▶ [Problem details]:
Reproduce every entry below precisely. Pictures are excluded from the copy.
|---|
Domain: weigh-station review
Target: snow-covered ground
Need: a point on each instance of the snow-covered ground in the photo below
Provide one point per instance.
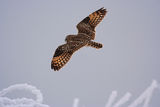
(143, 99)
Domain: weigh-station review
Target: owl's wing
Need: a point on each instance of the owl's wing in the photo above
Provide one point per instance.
(63, 54)
(88, 24)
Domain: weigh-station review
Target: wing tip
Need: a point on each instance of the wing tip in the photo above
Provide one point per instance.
(103, 10)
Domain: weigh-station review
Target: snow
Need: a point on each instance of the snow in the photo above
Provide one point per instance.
(144, 98)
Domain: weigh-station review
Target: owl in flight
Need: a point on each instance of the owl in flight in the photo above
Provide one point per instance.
(86, 33)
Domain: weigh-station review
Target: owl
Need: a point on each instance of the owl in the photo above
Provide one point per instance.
(85, 37)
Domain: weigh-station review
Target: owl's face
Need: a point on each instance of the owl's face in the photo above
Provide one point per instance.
(69, 38)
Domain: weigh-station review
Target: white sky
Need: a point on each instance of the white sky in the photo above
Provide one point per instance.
(30, 31)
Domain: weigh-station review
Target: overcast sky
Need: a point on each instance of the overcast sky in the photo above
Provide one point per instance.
|---|
▶ [Solved exercise]:
Domain: weigh-station review
Target: snow-covered ground
Need: a point on each instance of the snow-covered ground in the photo below
Provide one point per instance.
(143, 99)
Domain: weigh-station review
Target: owl's wing
Need: a point on each instance of the owl's wing in the photo above
Provide one point per instance.
(63, 54)
(88, 24)
Domain: weigh-station review
Target: wing tip
Need: a point on each instance of the wing tip in the photo above
Provide one point per instance.
(103, 10)
Domain: weigh-station review
Target: snow
Need: a point on each instance of the snow in the photo above
Provide one point per instance.
(144, 98)
Domain: weigh-station review
Target: owl in flight
Need: a point on each instance of the owl in flight in the photo above
Provide one point per instance.
(86, 33)
Domain: weigh-station review
Target: owl
Need: a point on each instance of the owl in the photo above
Provide one point per instance.
(85, 37)
Domain: weigh-station review
Target: owl's face
Need: a point on each instance of the owl's face in the photo above
Provide one point per instance.
(69, 38)
Domain: weigh-station review
Target: white sky
Need: a point on each instance of the white sky in the photo above
Provide one point per instance.
(30, 31)
Domain: weigh-station review
Target: overcast sky
Need: a point on each instance of the overcast sky in the photo above
Provide one point per instance.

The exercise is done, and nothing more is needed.